DESCRIPTION OF THE TASK: For each line of the data that includes the word "front", copy the line.

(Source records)
↓

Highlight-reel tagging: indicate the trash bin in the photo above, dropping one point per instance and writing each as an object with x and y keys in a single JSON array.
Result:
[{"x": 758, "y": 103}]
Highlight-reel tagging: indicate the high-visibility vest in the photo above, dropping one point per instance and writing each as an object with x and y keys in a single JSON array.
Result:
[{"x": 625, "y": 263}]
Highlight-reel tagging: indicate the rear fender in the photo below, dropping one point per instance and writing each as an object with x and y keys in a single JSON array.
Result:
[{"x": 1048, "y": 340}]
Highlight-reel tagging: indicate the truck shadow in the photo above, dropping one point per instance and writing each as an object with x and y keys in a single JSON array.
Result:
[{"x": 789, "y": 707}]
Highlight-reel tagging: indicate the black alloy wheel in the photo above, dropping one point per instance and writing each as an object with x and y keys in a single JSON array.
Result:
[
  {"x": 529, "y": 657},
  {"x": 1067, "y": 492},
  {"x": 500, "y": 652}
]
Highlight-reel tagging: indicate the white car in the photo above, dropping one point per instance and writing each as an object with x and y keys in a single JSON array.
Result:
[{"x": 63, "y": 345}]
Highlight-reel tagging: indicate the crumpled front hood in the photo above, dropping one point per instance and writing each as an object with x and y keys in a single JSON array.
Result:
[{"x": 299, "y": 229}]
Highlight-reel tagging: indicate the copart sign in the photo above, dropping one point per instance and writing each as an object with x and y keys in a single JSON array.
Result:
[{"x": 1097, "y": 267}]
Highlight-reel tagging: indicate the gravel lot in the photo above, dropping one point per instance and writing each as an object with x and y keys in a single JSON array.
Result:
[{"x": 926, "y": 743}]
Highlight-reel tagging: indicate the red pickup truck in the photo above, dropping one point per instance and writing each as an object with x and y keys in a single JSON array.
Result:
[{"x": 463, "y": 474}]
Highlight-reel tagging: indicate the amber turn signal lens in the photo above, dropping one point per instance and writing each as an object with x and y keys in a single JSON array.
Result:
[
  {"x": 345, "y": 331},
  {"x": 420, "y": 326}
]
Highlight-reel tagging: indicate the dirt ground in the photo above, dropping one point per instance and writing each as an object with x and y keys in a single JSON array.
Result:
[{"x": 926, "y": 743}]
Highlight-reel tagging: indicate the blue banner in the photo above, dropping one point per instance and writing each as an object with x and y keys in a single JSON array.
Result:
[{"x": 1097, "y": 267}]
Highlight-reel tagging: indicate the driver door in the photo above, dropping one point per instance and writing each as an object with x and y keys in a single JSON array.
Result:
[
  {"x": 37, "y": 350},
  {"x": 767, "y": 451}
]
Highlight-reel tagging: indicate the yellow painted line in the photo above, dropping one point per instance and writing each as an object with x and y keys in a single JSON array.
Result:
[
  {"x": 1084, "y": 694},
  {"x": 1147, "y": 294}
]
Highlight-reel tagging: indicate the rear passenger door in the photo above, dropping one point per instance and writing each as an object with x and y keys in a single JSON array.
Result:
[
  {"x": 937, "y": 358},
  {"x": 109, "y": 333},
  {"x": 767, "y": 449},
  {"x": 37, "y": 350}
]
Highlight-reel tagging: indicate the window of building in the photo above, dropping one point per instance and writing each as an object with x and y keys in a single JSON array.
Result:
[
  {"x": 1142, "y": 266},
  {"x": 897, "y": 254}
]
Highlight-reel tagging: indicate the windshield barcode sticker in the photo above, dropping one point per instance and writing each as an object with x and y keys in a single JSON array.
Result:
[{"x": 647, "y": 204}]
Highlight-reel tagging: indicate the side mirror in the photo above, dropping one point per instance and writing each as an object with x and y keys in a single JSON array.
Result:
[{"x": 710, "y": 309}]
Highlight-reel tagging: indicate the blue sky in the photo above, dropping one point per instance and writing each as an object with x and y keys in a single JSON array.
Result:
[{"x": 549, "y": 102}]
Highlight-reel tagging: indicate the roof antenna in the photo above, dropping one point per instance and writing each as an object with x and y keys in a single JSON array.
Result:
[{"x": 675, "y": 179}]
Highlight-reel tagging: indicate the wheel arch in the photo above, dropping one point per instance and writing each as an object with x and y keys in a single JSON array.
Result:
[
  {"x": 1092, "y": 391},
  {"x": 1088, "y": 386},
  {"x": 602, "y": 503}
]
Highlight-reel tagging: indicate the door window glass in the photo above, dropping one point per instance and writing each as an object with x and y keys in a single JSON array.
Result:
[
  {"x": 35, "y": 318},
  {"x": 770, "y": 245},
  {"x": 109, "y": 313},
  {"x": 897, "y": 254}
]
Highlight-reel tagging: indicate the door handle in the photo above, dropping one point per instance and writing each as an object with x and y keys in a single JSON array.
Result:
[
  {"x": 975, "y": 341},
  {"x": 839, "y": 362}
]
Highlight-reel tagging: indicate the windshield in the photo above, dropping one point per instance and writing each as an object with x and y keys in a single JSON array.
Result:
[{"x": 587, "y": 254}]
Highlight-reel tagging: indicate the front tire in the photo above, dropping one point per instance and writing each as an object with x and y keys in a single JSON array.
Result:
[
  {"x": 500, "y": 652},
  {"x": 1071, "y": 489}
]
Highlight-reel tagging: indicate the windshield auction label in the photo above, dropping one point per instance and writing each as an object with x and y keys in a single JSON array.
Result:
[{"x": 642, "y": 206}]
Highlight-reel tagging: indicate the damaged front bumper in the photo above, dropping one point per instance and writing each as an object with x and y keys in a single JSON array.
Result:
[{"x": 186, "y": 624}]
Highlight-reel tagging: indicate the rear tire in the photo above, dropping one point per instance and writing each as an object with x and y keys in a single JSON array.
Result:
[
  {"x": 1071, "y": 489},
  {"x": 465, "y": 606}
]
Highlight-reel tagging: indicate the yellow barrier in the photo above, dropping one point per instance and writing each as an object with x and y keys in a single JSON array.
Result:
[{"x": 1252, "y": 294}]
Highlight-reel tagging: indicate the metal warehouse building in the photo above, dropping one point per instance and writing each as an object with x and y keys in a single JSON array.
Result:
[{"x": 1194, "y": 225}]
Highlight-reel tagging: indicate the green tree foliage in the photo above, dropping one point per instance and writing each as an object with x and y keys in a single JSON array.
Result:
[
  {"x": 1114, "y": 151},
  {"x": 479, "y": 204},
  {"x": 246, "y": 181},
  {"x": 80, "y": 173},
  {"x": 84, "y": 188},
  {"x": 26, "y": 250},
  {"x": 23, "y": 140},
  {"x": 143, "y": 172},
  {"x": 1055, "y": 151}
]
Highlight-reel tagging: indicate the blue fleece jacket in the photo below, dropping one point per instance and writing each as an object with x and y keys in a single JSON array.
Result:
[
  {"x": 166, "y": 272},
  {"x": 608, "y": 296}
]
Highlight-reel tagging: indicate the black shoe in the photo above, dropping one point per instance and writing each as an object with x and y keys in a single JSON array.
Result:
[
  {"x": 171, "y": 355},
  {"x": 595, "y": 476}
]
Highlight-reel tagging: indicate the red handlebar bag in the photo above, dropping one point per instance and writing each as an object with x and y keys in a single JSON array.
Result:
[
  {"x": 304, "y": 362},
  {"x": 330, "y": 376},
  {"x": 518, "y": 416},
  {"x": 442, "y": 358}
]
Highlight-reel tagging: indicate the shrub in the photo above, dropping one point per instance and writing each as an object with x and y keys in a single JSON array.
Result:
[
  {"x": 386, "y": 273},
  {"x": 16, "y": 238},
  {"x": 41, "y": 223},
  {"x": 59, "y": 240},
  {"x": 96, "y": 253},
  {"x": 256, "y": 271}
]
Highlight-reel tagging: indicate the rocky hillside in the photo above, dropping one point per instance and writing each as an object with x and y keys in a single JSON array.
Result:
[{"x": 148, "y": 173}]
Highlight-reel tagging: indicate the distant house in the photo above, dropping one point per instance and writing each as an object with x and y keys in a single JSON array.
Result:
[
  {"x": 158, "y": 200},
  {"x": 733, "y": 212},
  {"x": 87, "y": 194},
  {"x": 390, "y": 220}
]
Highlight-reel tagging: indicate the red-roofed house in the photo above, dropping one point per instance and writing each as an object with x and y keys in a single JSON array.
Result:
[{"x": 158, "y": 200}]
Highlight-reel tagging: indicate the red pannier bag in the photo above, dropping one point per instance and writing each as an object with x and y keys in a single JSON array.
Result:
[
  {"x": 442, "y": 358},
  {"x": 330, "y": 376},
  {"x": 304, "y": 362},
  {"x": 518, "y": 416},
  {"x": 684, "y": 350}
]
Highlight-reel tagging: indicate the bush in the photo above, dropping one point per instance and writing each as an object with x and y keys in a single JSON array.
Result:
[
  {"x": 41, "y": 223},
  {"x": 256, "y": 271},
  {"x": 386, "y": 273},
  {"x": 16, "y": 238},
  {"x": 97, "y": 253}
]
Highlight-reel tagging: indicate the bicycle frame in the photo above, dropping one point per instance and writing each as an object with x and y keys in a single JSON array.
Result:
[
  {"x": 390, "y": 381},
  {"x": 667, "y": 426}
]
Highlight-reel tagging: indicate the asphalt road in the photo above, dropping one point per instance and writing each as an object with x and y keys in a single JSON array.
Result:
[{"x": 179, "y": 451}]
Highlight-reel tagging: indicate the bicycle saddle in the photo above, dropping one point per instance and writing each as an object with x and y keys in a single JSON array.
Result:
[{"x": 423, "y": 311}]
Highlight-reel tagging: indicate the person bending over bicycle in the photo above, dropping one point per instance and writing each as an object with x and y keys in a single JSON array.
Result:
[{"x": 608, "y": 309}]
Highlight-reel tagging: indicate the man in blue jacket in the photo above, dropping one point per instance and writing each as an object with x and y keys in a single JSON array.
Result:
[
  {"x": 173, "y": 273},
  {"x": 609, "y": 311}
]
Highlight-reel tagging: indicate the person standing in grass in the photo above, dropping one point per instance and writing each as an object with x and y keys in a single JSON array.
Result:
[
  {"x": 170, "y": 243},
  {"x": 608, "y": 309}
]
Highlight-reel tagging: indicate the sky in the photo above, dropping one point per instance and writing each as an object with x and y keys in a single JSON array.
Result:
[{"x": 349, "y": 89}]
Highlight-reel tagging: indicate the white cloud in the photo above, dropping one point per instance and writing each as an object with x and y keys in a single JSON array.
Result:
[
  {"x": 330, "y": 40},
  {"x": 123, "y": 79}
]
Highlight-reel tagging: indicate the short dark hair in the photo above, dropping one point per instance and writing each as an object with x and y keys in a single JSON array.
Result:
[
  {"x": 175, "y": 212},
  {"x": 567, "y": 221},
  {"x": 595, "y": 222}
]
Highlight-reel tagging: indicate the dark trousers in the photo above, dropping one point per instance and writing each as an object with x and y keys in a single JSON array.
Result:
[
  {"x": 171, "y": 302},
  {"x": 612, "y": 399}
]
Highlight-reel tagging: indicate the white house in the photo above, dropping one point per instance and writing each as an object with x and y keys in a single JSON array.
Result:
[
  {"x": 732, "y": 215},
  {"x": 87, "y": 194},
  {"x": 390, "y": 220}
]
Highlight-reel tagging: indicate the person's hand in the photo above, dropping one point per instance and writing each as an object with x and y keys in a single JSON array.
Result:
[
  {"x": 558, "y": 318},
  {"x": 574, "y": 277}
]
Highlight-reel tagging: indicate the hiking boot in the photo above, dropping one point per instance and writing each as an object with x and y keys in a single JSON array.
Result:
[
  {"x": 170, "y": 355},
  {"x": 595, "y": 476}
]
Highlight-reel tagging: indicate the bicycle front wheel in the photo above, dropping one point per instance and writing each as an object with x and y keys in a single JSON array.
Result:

↑

RESPONSE BELOW:
Highlight-reel tagging: indicate the crumpled front hood in the photo above, dropping one point per instance and writing each as an object with x and y keys in a single JSON array.
Highlight-reel tagging: indicate the front tire in the photo above, dropping one point per instance and writing each as an object with x and y keys in a single JSON array.
Highlight-reel tagging: indicate the damaged front bumper in the photo above, dropping one point per instance and writing each as an object with x and y keys in a single JSON array.
Highlight-reel tagging: indicate the bicycle front wheel in the photo above, dropping one point per instance and writing each as an object with x and y keys in a single JSON array.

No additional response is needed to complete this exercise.